WHAT THIS EXERCISE ASKS =>
• A. Using the court judgment about the US$1m payment, answer these:
(i) At which bank was the Defendant's account that received the US$1m?
(ii) How much did Mr Kubota owe the Defendant at this time?
(iii) What did the Defendant argue he should be granted?
• B. Could you continue the court judgment about the US$1m payment, starting after its final paragraph?

ARTICLE =>
13     The Defendant also claimed that he did not receive any money from the Plaintiff. He did not deny that US$1m was credited to his Credit Agricole (Suisse) SA account from Central Point. He claimed that the money in fact came from Mr Lim. He asserted that the Plaintiff had been unable to provide any evidence to show that Central Point had disbursed money on behalf of the Plaintiff despite his expressly disputing that the money had come from the Plaintiff.

14     The Defendant’s explanation as to why Central Point had transferred US$1m to him is as follows. He claimed that Mr Lim wanted to pay Mr Kubota US$1m to:

(a)     Reward Mr Kubota and Mr Takahashi so that they would continue to assist the Plaintiff to conclude a deal with Dentsu; and

(b)     Reimburse Mr Kubota and Mr Takahashi for the substantial expenses they had incurred in introducing Mr Lim to Dentsu’s subsidiaries in Shanghai, Beijing, and Taipei. The expenses included travel and entertainment expenses incurred over the course of more than twenty trips.

15     However, it was “logistically inconvenient” for Mr Kubota to receive the money in Singapore because he did not have any bank accounts outside Japan. Moreover, payment to Mr Kubota’s bank account in Japan would have involved “cumbersome procedures due to Japan’s foreign exchange controls”. At this time, Mr Kubota owed the Defendant US$1.45m. The Defendant exhibited copies of “IOUs” to evidence Mr Kubota’s debt. Mr Kubota suggested that the Defendant receive the money from Mr Lim and retain it, in part satisfaction of the outstanding loan that he owed the Defendant. It was for this reason that the Defendant agreed to receive the money from Mr Lim. The Defendant maintained that it was Mr Lim and not the Plaintiff who transferred the money to him and that the money was not meant to be advance payment of commission under the Agreement.

Parties’ submissions

16     The Plaintiff argued that its version of events should be preferred over the Defendant’s because the Defendant’s version was unsubstantiated and had changed several times. It maintained that the Defendant had no defence to its claim and, as such, it should be granted summary judgment. The Defendant on the other hand stated that his version of events raised triable issues and that there was a “litany of factual disputes” between the parties as to whether the Agreement was formed. Therefore, he argued that he should be granted unconditional leave to defend.

GIVEN RECORDS =>

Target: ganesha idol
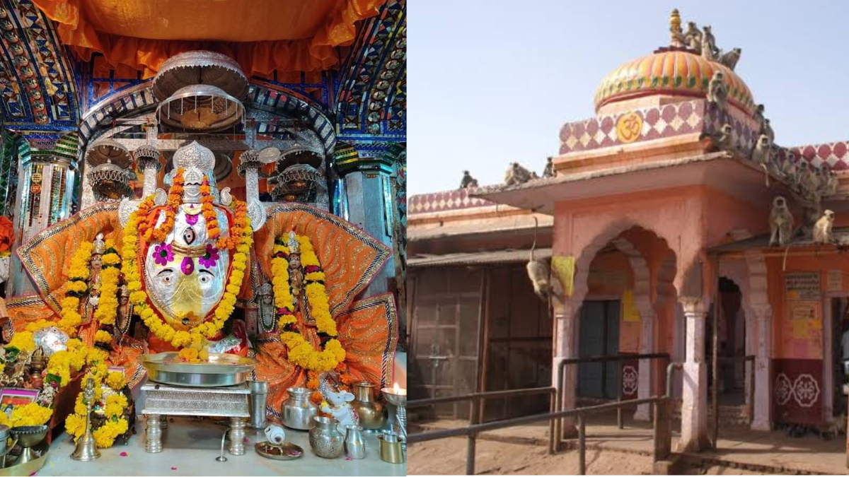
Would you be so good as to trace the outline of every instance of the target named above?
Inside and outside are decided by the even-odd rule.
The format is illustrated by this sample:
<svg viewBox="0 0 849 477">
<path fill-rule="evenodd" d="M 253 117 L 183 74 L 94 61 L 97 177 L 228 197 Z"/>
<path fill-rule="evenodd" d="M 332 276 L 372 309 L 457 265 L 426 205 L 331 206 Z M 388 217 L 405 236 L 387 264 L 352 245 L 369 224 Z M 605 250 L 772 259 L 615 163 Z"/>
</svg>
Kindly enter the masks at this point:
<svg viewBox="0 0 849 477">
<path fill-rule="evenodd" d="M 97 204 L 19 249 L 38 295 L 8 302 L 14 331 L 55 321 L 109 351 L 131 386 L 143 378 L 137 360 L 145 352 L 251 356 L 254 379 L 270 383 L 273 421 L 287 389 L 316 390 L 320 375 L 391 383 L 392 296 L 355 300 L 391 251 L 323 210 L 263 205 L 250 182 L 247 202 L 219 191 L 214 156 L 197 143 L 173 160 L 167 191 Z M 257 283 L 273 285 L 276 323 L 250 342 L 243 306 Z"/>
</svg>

FINAL ANSWERS =>
• A.
(i) Credit Agricole (Suisse) SA.
(ii) US$1.45m.
(iii) Unconditional leave to defend.

• B.
The Law

17     The legal principles governing an application for summary judgment are well known. To obtain judgment, the plaintiff first has to show that he has a prima facie case for summary judgment. If he fails to do that, his application ought to be dismissed. However, once the plaintiff shows that he has a prima facie case, the burden shifts to the defendant who, in order to obtain leave to defend, must establish that there is a fair or reasonable probability that he has a real or bona fide defence: see, for example, Ritzland Investment Pte Ltd v Grace Management & Consultancy Services Pte Ltd [2014] 2 SLR 1342 (“Ritzland”) at [43]–[47].

18     In Ritzland, it was clarified that it is the tactical burden and not the evidential or legal burden that shifts to the defendant.

19     The defendant need only show that there is a triable issue or question or that for some other reason there ought to be a trial: Singapore Civil Procedure, vol 1 (Sweet & Maxwell, 2013) at para 14/4/5 (“Singapore Civil Procedure”). A court would not grant leave to defend if all the defendant provides is a mere assertion, contained in an affidavit, of a given situation which forms the basis of his defence: Prosperous Credit Pte Ltd v Gen Hwa Franchise International Pte Ltd [1998] 1 SLR(R) 53 at [14]. The following statement from Bank Negara Malaysia v Mohd Ismail & Ors [1992] 1 MLJ 400 is also instructive:

Under an O 14 application, the duty of a judge does not end as soon as a fact is asserted by one party, and denied or disputed by the other in an affidavit. Where such assertion, denial or dispute is equivocal, or lacking in precision or is inconsistent with undisputed contemporary documents or other statements by the same deponent, or is inherently improbable in itself, then the judge has a duty to reject such assertion or denial, thereby rendering the issue not triable. In our opinion, unless this principle is adhered to, a judge is in no position to exercise his discretion judicially in an O 14 application. Thus, apart from identifying the issues of fact or law, the court must go one step further and determine whether they are triable. This principle is sometimes expressed by the statement that a complete defence need not be shown. The defence set up need only show that there is a triable issue. [emphasis added]

20     The Defendant raised two English cases (Merchantbridge and Co Ltd v Safron General Partner I Ltd [2005] EWCA Civ 158 (“Merchantbridge”) and ED & F Man Commodity Advisers Ltd and another v Fluxo-Crane Overseas Ltd and another [2009] EWCA Civ 406 (“Man Commodity”)) that suggest that where an oral contract is sued on and the terms thereof or the contract’s very existence is disputed, the court should be cautious in granting summary judgment. However, the cases do not preclude the possibility of the court doing so nor did the Defendant make that submission.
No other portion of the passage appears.